**What is asked:** Leave out the pictures and copy every record exactly.

══ Input for this task ══

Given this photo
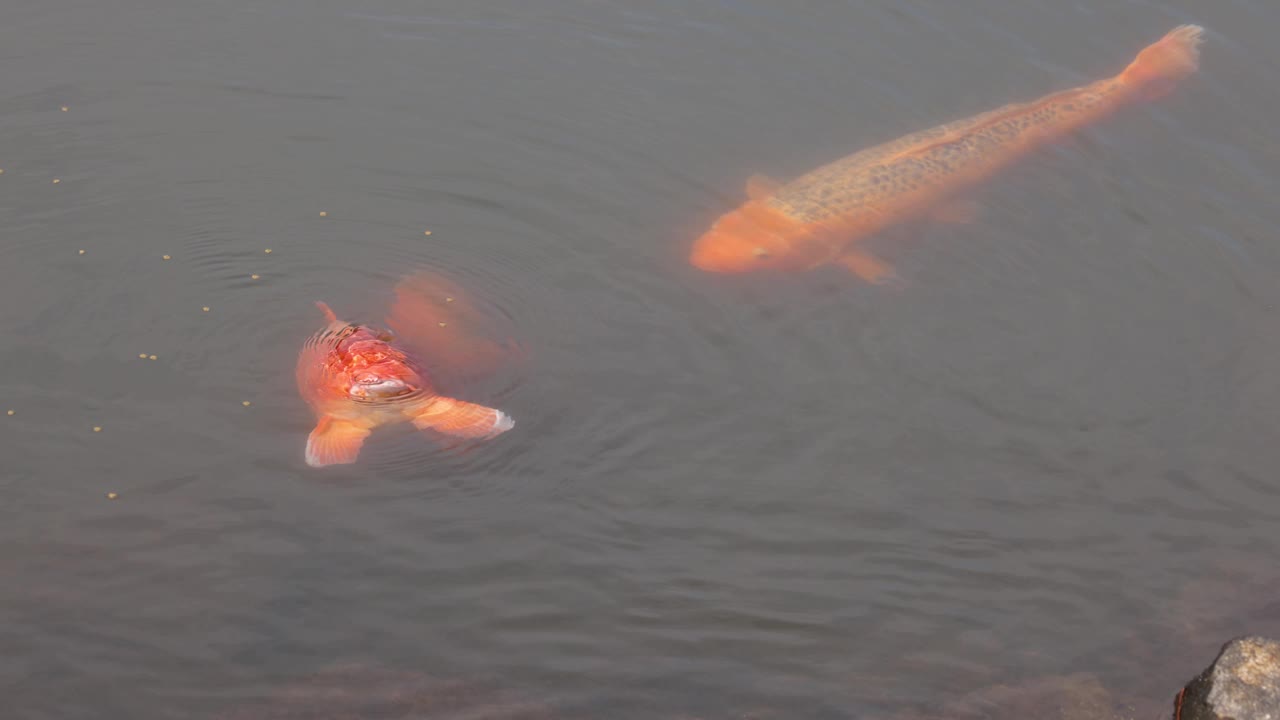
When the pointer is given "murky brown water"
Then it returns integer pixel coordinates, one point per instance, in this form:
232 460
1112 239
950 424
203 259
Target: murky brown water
721 493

═══

**Task output:**
Given this photo
When the pointer is given "murky brown water"
Then it returns integer pixel coordinates, one point per instance, in this form:
232 460
1112 239
950 424
203 259
Target: murky brown water
721 493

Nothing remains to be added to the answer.